| THE TASK |
Look below for the line holding "For every instance of the blue shirt" and the line holding "# test: pointer". Transcribe exactly those lines and all lines between them, nothing more.

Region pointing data
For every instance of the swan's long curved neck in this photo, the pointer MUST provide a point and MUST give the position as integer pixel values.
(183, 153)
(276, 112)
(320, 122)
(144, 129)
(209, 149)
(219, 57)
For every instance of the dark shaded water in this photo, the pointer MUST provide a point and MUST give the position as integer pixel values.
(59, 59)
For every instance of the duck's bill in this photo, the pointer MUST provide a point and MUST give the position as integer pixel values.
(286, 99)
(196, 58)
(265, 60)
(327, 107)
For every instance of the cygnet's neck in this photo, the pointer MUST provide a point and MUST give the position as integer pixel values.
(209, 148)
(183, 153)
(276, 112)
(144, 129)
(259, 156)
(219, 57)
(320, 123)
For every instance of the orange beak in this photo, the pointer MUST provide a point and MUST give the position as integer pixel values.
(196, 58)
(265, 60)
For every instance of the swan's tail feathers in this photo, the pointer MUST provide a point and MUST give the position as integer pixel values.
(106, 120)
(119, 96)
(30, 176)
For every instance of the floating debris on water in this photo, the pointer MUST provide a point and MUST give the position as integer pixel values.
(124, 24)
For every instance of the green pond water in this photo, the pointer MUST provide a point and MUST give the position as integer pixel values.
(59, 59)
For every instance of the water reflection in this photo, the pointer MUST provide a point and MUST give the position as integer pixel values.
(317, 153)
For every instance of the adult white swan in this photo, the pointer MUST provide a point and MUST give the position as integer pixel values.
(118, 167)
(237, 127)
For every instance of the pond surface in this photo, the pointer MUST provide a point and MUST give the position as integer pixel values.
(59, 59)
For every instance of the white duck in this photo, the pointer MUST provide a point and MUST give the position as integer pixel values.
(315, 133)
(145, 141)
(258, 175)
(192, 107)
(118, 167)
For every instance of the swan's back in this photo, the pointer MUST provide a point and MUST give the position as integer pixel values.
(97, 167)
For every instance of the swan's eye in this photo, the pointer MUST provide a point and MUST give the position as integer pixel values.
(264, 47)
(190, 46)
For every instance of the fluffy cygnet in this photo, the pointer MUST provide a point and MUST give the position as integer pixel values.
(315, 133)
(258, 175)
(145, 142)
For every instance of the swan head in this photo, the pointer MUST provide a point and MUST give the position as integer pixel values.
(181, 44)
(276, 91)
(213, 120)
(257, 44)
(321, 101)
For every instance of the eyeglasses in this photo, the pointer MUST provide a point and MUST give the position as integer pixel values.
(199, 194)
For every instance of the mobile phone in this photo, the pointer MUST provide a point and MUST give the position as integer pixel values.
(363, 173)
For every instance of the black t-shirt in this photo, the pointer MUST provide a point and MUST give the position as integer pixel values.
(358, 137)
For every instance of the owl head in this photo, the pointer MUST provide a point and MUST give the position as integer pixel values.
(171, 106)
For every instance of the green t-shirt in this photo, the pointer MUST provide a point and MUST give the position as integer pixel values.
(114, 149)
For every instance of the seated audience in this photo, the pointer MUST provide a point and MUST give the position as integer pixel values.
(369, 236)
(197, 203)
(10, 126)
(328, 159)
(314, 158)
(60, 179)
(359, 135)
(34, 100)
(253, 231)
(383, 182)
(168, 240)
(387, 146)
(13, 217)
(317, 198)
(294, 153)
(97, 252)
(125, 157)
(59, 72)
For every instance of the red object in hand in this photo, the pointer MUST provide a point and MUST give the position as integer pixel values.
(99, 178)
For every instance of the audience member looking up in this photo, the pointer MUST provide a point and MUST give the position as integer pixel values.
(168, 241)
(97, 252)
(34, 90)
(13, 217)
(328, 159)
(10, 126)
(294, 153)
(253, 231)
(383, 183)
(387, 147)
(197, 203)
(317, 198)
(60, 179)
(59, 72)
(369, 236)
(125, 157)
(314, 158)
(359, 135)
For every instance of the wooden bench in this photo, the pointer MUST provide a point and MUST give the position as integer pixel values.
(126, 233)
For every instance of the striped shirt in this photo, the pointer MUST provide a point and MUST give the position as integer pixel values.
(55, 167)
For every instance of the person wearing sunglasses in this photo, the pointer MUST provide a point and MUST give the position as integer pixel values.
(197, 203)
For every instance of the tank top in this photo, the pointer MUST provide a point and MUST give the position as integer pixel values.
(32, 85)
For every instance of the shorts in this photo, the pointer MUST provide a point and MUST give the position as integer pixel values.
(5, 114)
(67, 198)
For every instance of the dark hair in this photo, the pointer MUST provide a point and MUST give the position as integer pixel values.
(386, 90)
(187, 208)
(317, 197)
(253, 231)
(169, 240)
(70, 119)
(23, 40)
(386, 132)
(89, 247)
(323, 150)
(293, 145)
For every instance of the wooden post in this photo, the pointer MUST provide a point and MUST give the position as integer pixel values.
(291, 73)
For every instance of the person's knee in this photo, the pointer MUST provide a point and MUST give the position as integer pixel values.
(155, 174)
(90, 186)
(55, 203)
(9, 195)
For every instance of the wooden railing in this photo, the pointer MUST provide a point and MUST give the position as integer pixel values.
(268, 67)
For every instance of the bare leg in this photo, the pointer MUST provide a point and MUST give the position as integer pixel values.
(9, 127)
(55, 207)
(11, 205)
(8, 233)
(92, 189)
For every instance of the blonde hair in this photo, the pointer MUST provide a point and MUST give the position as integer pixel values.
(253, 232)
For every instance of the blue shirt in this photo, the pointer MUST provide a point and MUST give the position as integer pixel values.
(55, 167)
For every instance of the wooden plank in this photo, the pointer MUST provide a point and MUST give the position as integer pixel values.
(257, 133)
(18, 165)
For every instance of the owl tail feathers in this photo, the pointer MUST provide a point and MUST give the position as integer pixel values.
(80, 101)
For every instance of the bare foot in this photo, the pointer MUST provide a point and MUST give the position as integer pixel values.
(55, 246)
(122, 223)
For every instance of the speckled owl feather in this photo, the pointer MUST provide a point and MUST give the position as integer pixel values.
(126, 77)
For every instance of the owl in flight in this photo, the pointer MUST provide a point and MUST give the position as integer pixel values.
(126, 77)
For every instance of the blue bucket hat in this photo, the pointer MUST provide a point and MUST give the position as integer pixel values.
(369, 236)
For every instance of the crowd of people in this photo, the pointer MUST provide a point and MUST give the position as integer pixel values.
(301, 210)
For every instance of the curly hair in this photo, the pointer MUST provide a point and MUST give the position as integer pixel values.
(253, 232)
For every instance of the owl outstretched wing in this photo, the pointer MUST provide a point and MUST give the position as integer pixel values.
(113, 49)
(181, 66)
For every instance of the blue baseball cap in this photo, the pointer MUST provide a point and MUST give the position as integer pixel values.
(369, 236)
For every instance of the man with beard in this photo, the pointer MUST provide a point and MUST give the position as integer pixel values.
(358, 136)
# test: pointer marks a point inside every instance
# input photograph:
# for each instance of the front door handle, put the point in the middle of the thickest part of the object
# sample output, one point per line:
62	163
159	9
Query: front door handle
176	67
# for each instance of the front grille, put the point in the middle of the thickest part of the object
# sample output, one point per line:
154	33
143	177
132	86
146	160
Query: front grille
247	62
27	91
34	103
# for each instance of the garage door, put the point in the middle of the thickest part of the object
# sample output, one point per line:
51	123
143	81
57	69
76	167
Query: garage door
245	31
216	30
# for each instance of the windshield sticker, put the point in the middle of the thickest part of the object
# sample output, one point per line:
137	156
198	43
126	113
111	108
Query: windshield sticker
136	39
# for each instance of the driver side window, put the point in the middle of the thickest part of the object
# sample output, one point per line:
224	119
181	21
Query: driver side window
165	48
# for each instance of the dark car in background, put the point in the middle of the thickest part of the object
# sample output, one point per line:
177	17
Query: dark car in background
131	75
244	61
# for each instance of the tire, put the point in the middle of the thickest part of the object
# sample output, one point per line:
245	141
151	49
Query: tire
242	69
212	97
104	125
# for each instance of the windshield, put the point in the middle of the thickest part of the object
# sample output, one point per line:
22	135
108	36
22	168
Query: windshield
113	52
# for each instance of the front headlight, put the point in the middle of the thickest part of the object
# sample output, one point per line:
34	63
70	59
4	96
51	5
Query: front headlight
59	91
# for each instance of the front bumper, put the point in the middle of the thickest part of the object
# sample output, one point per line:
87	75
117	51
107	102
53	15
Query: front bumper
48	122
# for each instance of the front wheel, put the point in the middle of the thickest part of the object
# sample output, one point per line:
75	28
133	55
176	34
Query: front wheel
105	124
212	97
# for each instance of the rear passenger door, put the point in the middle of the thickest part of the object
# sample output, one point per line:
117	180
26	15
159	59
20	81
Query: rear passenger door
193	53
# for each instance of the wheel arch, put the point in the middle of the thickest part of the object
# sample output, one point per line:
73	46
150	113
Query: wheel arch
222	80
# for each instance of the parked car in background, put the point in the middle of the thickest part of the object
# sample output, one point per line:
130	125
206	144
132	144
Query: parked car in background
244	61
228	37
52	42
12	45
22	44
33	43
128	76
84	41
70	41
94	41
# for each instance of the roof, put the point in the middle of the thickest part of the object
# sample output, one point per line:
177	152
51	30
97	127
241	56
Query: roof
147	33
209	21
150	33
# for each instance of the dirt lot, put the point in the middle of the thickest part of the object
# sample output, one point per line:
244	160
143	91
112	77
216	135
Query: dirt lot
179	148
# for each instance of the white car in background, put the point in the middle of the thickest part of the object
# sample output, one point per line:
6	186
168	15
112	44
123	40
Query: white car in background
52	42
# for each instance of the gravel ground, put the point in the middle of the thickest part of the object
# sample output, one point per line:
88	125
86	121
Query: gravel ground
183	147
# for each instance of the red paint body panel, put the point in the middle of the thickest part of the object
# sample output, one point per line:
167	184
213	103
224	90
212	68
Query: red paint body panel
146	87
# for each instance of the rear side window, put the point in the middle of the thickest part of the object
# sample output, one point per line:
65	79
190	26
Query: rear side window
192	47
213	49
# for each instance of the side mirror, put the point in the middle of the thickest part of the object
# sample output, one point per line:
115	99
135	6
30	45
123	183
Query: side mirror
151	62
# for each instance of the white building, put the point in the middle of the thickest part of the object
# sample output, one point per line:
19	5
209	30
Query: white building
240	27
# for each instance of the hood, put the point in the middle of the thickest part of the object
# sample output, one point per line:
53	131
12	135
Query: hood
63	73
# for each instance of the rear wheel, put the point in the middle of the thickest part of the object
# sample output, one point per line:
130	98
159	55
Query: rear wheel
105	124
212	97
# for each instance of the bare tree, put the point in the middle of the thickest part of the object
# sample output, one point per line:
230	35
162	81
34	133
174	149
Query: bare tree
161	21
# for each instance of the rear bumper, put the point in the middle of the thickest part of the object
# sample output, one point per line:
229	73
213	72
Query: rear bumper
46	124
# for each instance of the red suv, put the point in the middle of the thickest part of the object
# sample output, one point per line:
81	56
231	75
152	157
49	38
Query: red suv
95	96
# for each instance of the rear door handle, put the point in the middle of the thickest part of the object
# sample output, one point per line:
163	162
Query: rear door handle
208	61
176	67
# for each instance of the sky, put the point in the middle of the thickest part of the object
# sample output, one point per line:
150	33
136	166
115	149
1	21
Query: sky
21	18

| COMPLETED TASK |
For every instance of the blue shirt in this photo, the pointer MUST provide a point and MUST give the position as integer pixel values.
(55, 167)
For every instance of the wooden plank in this photo, the pointer MUST provide a point and MUST give the position as integer pixel values.
(257, 133)
(18, 165)
For every instance of the owl tail feathers in this photo, the pointer MUST provide a point and MUST give the position as integer pixel values.
(80, 101)
For every instance of the bare foot in this photo, the pointer MUST provide a point and MUST give the position as integer pixel values.
(55, 246)
(122, 223)
For every instance of the speckled owl feather in this photo, the pointer MUST provide a point and MUST give the position as integer pixel values.
(126, 77)
For every instance of the owl in flight in this photo, the pointer MUST provide a point and MUST give the position as integer pixel values.
(126, 77)
For every instance of the blue bucket hat in this photo, the pointer MUST provide a point and MUST give the position as integer pixel values.
(369, 236)
For every instance of the crowd of people in this photo, the pointer MUST provide a point and MUST give the position as integer pixel values.
(301, 210)
For every instance of the curly hair in this photo, the pointer MUST provide a point and MUST give the position as integer pixel values.
(253, 232)
For every instance of the owl outstretched wing in this photo, the pointer MUST provide a point and MUST give the position as integer pixel values.
(113, 49)
(181, 66)
For every instance of the blue baseball cap in this photo, the pointer MUST provide a point and MUST give the position as integer pixel values.
(369, 236)
For every instance of the man with beard in this photo, the pointer MUST provide a point and MUST give the position as integer pixel values.
(358, 136)
# test: pointer marks a point inside every instance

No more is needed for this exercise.